[WORK TO COMPLETE] Beginning with the line containing "Return one point for each instance of the white wall", give every line again exactly as it is, ending with the last line of the entries.

[SUPPLIED DATA]
────
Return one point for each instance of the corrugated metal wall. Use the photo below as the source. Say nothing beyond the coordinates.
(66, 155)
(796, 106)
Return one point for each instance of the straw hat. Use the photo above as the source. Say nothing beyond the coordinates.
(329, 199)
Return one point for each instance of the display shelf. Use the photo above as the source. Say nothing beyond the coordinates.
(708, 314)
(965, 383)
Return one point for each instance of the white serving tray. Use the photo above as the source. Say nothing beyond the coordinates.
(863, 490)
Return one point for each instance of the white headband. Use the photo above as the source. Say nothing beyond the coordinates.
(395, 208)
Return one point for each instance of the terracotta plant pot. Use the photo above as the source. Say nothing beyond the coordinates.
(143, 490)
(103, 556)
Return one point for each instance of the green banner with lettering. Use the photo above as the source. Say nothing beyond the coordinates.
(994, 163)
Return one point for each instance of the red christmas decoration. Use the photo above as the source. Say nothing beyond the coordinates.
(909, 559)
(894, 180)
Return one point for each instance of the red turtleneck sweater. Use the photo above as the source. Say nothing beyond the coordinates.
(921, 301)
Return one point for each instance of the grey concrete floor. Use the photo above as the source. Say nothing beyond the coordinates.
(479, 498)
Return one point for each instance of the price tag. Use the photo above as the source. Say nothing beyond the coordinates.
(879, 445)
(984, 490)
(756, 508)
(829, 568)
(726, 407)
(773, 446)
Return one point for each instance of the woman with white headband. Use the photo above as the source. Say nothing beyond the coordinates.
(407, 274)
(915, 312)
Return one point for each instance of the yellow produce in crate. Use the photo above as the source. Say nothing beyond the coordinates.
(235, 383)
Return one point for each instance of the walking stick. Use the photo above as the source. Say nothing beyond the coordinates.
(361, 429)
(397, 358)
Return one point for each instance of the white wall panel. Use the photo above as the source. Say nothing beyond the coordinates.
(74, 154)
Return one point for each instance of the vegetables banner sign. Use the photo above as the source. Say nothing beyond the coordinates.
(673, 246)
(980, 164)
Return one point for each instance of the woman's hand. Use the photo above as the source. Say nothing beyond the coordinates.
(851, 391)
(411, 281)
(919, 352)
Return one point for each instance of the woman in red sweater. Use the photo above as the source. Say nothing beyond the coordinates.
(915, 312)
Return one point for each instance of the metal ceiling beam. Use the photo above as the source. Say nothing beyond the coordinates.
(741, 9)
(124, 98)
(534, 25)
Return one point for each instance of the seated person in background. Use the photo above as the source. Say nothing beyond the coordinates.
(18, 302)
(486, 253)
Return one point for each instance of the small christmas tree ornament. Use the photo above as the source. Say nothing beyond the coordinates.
────
[ANSWER BELOW]
Return one point for each instance of the white wall panel. Use the photo above as the source. Say nothing beyond the coordinates.
(74, 154)
Return one point for each instance of the vegetables banner sign. Use the photo above as the source. Say nothing beyond the coordinates.
(673, 246)
(980, 164)
Return one point for each instance of the woman's hand. Use the photo above as the source. Say nothing beyond the coordinates.
(851, 391)
(411, 281)
(919, 352)
Return one point for each instance of the woman in red sweater. Use the photo above as the source. Say nothing beyond the coordinates.
(915, 312)
Return one point for each instance of the metal ceiling beam. Use the photo above as the source. Say nothing beyond the coordinates.
(741, 9)
(124, 98)
(534, 25)
Return one point for each instance of the seated person in background. Use the photo above as the source. Say nothing beyond the coordinates.
(18, 302)
(486, 253)
Return one point for each instance of the small christmas tree ornament. Use the photo above as the source. Say nothing beyond the coordinates.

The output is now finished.